## Study text:
______________________________
Example of Organizational culture: case of Digital Equipment Corp.

Digital Equipment Corp. (DEC) is a major case running throughout this book because it not only illustrates aspects of how to describe and analyze organizational culture, but it also reveals some important cultural dynamics that explain both DEC ’s rise to the position of the number two computer company in the world and its rapid decline in the 1990s (Schein, 2003). I was a consultant to the founder, Ken Olsen, and to the various execu­tive committees and engineering groups that ran the company from 1966 to 1992; therefore, I had a unique opportunity to see cultural dynamics in action over a long period of time. DEC was the first major company to introduce interactive computing and became a very successful manufac­turer of what came to be called “mini computers.” It was located primarily in the northeastern part of the United States, with headquarters in an old mill in Maynard, Massachusetts, but it had branches throughout the world. At its peak, it employed more than 100,000 people, with sales of $14 billion; in the mid-1980s it became the second largest computer manufacturer in the world after IBM. The company ran into major financial difficul­ties in the 1990s and was eventually sold to the Compaq Corp. in 1998. Compaq was in turn acquired by Hewlett-Packard in 2001.
______________________________
## What needs to be done:
Repeat the whole text on the Digital Equipment Corp. case word for word.
______________________________
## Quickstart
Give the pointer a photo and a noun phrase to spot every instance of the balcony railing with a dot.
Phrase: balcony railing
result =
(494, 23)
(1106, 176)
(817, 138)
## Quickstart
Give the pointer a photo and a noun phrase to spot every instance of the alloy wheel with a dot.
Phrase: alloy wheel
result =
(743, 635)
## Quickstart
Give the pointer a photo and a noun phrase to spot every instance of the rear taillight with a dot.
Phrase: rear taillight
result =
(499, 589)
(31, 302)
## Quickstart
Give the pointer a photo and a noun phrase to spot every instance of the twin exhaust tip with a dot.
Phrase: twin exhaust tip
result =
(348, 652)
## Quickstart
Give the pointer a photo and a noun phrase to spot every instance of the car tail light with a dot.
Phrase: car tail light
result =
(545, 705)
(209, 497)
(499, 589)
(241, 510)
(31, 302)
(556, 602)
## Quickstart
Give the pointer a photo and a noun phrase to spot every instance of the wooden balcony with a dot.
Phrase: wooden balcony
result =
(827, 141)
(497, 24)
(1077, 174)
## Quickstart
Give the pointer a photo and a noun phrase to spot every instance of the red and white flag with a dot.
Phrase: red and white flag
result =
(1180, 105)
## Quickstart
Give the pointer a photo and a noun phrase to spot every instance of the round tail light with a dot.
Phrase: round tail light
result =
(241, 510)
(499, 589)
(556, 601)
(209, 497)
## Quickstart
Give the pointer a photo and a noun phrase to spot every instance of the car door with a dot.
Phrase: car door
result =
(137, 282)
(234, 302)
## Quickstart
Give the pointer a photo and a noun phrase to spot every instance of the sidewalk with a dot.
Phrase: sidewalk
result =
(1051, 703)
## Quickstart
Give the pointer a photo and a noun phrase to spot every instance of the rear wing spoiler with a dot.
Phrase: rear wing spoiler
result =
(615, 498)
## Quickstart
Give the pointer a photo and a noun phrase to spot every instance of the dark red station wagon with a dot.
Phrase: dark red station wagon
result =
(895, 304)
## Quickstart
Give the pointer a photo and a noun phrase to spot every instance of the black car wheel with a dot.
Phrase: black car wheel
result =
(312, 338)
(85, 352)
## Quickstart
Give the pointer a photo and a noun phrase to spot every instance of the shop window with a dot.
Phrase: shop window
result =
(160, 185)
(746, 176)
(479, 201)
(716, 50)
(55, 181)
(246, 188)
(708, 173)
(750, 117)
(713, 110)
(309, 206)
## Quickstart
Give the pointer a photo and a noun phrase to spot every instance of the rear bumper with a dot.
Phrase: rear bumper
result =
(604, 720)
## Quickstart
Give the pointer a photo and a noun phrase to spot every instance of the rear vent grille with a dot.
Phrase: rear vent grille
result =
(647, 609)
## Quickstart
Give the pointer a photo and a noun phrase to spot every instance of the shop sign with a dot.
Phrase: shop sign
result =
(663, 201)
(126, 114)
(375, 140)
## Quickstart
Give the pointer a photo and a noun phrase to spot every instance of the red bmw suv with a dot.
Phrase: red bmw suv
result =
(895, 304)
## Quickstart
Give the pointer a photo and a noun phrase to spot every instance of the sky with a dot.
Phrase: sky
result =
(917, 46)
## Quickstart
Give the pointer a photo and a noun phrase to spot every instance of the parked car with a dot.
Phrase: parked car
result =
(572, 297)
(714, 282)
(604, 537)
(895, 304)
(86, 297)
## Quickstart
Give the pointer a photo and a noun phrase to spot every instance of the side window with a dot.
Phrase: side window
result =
______________________________
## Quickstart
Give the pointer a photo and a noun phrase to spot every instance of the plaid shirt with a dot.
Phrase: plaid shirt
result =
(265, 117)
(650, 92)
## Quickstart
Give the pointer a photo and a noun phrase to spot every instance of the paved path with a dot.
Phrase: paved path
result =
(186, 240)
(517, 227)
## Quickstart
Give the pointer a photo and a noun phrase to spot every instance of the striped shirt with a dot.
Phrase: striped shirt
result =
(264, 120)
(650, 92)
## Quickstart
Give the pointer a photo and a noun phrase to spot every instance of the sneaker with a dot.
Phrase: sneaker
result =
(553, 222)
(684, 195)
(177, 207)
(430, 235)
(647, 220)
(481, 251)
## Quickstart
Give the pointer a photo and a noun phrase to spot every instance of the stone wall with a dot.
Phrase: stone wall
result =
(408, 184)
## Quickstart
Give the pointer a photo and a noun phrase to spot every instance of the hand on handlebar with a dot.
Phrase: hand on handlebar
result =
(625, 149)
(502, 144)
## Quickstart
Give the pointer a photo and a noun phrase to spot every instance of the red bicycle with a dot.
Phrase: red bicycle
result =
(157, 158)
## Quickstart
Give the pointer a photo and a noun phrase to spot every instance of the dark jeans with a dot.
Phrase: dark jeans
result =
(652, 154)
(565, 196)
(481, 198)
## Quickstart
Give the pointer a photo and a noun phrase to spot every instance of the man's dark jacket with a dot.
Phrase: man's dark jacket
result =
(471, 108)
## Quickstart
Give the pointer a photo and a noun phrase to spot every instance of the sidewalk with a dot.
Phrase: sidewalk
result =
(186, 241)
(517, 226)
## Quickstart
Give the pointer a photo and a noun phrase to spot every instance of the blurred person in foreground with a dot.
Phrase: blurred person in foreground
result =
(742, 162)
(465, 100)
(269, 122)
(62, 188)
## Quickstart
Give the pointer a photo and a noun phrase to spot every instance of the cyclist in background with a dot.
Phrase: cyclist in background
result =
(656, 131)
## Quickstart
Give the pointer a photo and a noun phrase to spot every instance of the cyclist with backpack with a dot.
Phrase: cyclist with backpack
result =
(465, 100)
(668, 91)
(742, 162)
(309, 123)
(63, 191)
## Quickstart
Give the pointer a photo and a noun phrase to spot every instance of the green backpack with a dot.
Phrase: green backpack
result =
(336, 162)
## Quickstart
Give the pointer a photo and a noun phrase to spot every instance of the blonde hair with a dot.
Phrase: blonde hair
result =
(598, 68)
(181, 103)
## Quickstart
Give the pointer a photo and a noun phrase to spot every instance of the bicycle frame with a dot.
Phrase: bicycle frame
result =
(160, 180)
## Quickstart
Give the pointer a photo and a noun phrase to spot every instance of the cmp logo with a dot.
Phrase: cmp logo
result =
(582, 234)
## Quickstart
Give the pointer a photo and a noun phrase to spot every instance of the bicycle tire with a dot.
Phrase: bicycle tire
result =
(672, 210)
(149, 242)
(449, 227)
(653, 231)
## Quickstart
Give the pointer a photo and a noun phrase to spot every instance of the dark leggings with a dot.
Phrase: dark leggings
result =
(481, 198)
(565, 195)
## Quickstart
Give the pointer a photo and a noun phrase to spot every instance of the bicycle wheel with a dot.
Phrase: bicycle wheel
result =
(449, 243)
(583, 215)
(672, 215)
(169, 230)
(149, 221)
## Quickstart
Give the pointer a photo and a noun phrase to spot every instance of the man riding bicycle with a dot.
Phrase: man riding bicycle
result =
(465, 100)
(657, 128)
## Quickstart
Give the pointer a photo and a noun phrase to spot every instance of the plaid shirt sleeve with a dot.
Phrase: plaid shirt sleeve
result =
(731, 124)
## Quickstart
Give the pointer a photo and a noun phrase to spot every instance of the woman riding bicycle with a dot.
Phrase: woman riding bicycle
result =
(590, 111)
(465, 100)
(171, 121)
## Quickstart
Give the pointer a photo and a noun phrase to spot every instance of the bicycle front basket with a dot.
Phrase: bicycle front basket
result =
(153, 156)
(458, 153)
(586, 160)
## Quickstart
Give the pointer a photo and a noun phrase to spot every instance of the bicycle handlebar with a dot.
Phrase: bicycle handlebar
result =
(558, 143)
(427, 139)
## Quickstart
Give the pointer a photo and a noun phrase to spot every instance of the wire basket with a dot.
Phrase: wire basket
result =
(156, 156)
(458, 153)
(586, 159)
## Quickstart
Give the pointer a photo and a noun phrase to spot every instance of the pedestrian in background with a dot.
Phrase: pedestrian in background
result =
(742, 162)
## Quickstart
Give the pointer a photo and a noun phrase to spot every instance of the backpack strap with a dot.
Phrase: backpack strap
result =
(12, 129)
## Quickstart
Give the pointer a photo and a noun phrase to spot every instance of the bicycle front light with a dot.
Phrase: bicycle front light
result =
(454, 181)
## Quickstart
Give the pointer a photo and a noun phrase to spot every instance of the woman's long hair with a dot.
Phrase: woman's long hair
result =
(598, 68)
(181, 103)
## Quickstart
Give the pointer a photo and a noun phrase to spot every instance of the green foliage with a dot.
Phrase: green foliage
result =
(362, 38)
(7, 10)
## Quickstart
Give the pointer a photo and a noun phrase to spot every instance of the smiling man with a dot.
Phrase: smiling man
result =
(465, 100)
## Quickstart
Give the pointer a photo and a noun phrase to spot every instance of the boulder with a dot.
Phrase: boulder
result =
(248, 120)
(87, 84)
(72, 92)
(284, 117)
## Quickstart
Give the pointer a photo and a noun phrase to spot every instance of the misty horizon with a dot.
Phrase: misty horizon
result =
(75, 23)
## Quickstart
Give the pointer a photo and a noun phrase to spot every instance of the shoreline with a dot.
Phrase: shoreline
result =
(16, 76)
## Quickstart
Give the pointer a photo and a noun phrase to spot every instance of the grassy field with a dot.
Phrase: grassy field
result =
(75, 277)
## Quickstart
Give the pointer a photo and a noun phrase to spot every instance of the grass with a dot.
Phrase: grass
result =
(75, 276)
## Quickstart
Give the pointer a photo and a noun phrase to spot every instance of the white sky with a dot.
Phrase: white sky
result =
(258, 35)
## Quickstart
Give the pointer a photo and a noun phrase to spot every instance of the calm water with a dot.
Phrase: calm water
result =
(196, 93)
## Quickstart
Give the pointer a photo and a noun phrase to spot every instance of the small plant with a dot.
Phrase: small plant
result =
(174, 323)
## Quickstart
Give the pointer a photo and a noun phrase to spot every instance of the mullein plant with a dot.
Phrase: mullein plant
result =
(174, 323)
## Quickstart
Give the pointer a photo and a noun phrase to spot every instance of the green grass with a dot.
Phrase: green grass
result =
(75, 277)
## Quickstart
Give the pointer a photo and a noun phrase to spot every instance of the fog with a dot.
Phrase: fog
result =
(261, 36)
______________________________
## Written response:
Example of Organizational culture: case of Digital Equipment Corp.

Digital Equipment Corp. (DEC) is a major case running throughout this book because it not only illustrates aspects of how to describe and analyze organizational culture, but it also reveals some important cultural dynamics that explain both DEC ’s rise to the position of the number two computer company in the world and its rapid decline in the 1990s (Schein, 2003). I was a consultant to the founder, Ken Olsen, and to the various execu­tive committees and engineering groups that ran the company from 1966 to 1992; therefore, I had a unique opportunity to see cultural dynamics in action over a long period of time. DEC was the first major company to introduce interactive computing and became a very successful manufac­turer of what came to be called “mini computers.” It was located primarily in the northeastern part of the United States, with headquarters in an old mill in Maynard, Massachusetts, but it had branches throughout the world. At its peak, it employed more than 100,000 people, with sales of $14 billion; in the mid-1980s it became the second largest computer manufacturer in the world after IBM. The company ran into major financial difficul­ties in the 1990s and was eventually sold to the Compaq Corp. in 1998. Compaq was in turn acquired by Hewlett-Packard in 2001.